Determination of Chlorine in Unheated Air

Adopted: September 12, 1990

Method 434 - Determination of Chlorine in Unheated Air
INTRODUCTION
This method is an adaptation of methodology identified as method number P&CAM 209 in NIOSH Manual of Analytical Methods, 2nd Ed., Part 1 - NIOSH Monitoring Methods, Volume 1, published by the U.S. Department of Health, Education and Welfare in April, 1977.
1 APPLICABILITY AND PRINCIPLE
1.1 Applicability

These procedures are intended for use in measurement of gaseous chlorine (Cl2) concentration in unheated air vented from or exposed to processes and facilities using either aqueous chlorine (or hypochlorite) solutions or compressed or liquid chlorine. Although suitability for measurement of chlorine in combustion exhaust or other non-air gas streams (other situations) has not been demonstrated, the Executive Officer may approve this method for other situations if data are submitted demonstrating that the method is applicable. The apparatus specified is not considered suitable for heated gas streams containing substantial amounts of condensible water or entrained particulate matter.

------

According to the Method 434 text, for which gas streams is the specified apparatus not considered suitable?

* [Records from a point-labeling set]:

------

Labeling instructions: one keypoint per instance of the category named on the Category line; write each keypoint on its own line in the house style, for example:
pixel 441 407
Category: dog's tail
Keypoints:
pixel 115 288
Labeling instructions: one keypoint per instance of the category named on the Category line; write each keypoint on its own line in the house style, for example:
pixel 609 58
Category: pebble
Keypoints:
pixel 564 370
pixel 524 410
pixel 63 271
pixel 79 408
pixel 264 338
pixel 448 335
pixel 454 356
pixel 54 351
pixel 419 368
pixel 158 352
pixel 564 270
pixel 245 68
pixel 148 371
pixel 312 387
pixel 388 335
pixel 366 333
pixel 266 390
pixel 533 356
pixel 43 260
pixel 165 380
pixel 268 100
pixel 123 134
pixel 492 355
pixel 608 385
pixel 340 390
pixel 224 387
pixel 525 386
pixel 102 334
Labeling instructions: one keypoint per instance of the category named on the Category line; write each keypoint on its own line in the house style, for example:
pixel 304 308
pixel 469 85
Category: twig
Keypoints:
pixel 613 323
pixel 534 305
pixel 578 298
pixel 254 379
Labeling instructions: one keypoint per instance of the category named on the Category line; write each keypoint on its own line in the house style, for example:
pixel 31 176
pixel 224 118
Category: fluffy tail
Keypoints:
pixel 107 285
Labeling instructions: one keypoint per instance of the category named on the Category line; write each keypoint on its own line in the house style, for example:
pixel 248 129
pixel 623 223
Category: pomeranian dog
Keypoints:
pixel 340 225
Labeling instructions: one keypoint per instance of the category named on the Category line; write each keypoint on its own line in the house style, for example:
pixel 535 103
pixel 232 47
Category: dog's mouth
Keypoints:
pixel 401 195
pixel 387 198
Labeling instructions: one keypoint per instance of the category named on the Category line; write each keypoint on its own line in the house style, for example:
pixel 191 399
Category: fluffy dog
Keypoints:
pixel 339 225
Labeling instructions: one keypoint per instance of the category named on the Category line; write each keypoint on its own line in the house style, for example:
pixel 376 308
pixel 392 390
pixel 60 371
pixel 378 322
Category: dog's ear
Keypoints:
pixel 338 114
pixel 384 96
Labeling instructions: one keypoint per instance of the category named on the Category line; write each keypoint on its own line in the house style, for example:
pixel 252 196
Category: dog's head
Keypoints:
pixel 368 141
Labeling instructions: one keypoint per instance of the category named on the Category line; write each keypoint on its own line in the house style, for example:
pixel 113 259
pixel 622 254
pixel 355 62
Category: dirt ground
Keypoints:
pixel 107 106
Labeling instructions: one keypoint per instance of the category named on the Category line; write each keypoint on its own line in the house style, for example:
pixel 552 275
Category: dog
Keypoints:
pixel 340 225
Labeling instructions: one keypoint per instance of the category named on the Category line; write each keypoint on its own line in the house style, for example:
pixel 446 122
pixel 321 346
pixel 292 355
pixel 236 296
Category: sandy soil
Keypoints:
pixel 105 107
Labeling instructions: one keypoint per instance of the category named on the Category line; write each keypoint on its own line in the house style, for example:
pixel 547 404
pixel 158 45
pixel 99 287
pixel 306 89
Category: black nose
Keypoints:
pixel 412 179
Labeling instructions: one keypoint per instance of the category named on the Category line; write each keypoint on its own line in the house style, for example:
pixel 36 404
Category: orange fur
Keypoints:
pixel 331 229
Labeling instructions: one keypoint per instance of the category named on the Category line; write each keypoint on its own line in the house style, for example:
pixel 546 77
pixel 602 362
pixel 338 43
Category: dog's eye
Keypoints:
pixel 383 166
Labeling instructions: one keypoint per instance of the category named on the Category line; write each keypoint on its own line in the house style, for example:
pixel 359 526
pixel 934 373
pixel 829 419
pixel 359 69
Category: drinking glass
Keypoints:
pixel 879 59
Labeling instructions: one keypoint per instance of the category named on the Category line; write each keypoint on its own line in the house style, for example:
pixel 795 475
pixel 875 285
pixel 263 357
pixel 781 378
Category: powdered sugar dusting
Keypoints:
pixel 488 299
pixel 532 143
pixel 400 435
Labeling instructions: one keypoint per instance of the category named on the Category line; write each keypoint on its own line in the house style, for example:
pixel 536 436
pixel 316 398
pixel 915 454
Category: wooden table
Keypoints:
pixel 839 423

------

* [Output below]:
Heated gas streams containing substantial amounts of condensible water or entrained particulate matter.